Render the lines of the records that begin with the one containing "Exercise. Put one point on each instance of the woman's ear" and end with the one containing "point(966, 280)", both included, as a numbered list. Leave out blank lines and include no other lines.

Dataset items:
_ _ _ _ _

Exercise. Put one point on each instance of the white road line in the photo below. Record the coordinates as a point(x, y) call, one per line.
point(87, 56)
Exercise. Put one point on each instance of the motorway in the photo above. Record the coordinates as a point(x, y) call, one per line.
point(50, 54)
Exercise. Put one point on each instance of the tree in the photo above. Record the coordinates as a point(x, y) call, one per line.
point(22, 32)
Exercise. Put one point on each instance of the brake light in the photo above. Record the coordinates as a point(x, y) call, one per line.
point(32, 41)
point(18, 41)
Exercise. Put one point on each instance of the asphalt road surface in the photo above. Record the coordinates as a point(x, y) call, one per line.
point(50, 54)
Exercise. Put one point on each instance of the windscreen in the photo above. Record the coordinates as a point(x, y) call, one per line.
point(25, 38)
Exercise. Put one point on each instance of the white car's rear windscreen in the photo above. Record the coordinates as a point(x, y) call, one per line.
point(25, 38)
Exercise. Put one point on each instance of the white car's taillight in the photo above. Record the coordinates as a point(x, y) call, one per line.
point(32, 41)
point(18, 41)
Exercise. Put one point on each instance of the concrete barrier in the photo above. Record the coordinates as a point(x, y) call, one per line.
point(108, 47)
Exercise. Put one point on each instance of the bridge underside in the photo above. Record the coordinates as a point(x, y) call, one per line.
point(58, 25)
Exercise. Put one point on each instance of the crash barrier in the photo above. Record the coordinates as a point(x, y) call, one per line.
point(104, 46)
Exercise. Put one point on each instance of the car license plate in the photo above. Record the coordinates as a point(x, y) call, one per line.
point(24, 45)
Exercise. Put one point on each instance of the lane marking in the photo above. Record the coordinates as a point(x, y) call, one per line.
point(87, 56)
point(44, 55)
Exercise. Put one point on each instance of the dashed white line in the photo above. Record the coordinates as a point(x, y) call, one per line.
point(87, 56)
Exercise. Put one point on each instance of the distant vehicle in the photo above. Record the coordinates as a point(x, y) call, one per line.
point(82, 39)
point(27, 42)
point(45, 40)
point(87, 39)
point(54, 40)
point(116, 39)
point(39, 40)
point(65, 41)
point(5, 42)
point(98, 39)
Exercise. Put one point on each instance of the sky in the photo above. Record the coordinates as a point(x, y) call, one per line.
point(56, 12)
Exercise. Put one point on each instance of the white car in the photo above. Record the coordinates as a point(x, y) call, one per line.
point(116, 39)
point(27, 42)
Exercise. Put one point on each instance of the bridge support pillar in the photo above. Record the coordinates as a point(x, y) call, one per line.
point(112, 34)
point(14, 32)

_ _ _ _ _

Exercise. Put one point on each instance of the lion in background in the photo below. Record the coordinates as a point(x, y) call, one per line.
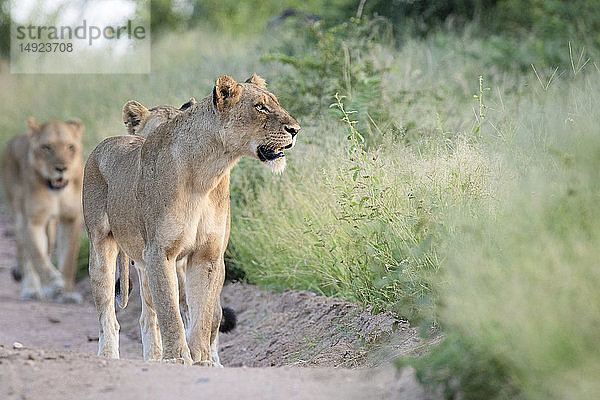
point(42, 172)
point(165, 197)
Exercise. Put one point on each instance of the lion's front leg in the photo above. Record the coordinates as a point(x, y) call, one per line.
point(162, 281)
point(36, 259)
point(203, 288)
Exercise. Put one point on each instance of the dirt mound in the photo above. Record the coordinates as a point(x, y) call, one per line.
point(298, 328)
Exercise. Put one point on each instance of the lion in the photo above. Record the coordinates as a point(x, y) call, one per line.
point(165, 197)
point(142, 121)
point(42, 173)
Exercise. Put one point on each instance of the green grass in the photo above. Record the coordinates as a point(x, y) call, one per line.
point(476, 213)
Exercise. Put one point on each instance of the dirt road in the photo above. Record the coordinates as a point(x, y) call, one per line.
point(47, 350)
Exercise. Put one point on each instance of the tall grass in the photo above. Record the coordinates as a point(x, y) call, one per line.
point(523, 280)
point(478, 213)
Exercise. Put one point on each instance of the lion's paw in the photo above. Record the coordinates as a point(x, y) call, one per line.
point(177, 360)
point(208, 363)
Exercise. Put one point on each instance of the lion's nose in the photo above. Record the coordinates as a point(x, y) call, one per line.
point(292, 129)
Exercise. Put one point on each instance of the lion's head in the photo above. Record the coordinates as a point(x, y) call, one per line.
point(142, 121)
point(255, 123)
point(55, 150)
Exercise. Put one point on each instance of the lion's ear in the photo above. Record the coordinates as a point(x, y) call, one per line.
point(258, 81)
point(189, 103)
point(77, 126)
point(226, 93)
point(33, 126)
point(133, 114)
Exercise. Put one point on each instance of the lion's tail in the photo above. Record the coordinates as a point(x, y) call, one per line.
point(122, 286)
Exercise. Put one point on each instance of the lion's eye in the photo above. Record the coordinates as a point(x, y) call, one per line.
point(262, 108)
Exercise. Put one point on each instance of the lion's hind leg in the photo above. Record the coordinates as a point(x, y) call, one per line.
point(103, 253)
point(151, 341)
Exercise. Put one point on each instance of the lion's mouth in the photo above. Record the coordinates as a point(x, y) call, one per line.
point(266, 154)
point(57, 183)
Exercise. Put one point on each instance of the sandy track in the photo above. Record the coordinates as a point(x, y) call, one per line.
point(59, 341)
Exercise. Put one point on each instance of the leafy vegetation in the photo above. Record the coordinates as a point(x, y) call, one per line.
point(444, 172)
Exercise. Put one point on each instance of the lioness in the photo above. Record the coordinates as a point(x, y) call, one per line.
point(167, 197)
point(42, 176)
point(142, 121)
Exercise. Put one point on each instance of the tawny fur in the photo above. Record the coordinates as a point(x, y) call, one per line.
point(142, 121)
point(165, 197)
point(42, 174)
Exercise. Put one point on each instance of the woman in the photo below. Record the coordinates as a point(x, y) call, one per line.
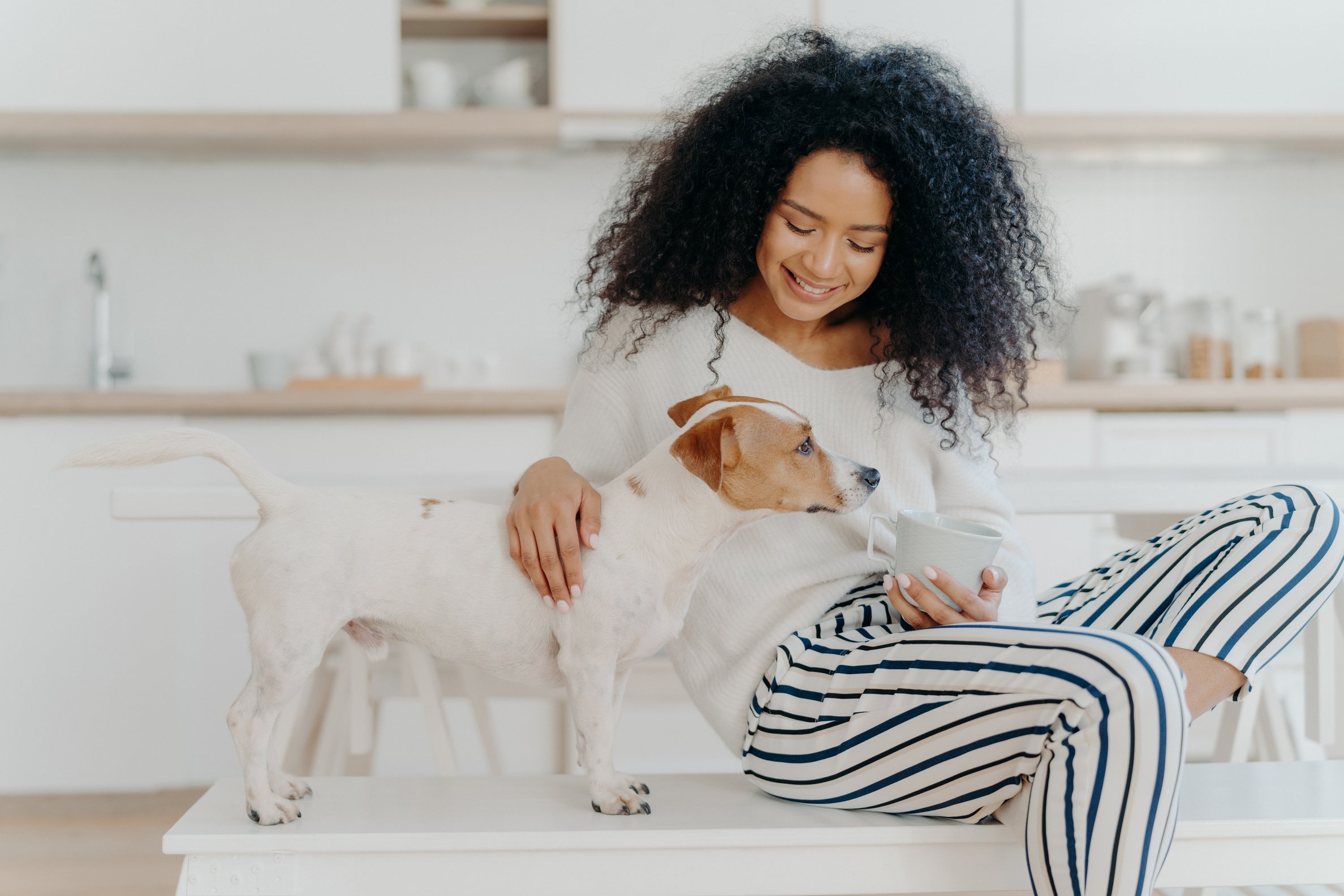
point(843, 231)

_ _ _ _ _

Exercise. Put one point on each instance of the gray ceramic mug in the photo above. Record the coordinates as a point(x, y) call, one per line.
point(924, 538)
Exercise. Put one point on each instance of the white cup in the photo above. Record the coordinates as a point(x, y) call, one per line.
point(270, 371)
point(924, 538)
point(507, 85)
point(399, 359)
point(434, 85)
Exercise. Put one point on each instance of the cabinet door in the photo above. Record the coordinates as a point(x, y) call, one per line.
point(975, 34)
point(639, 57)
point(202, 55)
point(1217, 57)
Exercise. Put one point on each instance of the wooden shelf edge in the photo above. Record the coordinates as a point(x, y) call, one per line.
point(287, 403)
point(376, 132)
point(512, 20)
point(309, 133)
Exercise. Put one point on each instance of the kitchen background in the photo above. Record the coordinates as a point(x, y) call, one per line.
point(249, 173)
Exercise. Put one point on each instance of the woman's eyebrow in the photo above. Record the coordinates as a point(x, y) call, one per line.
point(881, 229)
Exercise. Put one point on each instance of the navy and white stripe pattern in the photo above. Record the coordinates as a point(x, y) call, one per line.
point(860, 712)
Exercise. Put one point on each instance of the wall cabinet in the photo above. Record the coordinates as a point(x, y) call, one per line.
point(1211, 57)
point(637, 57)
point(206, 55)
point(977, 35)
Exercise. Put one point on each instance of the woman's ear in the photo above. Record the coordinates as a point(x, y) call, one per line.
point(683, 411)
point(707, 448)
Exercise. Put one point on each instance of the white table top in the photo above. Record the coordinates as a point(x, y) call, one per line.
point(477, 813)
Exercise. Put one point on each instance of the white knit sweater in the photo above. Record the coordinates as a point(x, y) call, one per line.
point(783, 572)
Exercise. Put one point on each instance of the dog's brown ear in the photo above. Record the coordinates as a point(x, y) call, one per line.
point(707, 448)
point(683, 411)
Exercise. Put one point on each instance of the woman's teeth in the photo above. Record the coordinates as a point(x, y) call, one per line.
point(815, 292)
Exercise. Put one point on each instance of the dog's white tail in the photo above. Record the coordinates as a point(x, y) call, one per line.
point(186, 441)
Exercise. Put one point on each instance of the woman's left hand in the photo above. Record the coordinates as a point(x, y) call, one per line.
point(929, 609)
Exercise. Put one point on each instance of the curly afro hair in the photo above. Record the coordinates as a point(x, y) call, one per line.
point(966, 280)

_ _ _ _ _

Task result:
1. Exercise. Put one point on each instance of the woman's ear in the photo above. Record the coordinates as a point(x, y) call, one per line.
2. point(683, 411)
3. point(707, 448)
4. Exercise. Put one point on each instance of the white table top in the photo above. Record the coordinates as a point(x, y) call, one per line.
5. point(477, 813)
6. Exercise. Put one point on each instance of the white knit sweater in the photo above. Record the coordinates as a point(x, y) call, one per line.
7. point(783, 572)
8. Exercise. Put one point on each instance of the dog's brown ear in the photo above. Record the coordinates as a point(x, y) call, one per line.
9. point(707, 448)
10. point(683, 411)
11. Exercise. Put one point on each instance of the woman's teeth in the photo above. Record the coordinates as a point(x, y) call, one per line.
12. point(815, 292)
13. Exercise. Put one point on each instance of the dog's white tail in the photo above. Record the coordinates as a point(x, y) call, one per line.
14. point(186, 441)
15. Exercise. Put one point on each instance of the woman's left hand in the photo above. Record the coordinates as a point(x, y) call, one per line.
16. point(929, 609)
17. Exercise. Put one point on each instance of the curly afro hair in the photo above. Record the coordinates as a point(x, y) call, one per line.
18. point(966, 280)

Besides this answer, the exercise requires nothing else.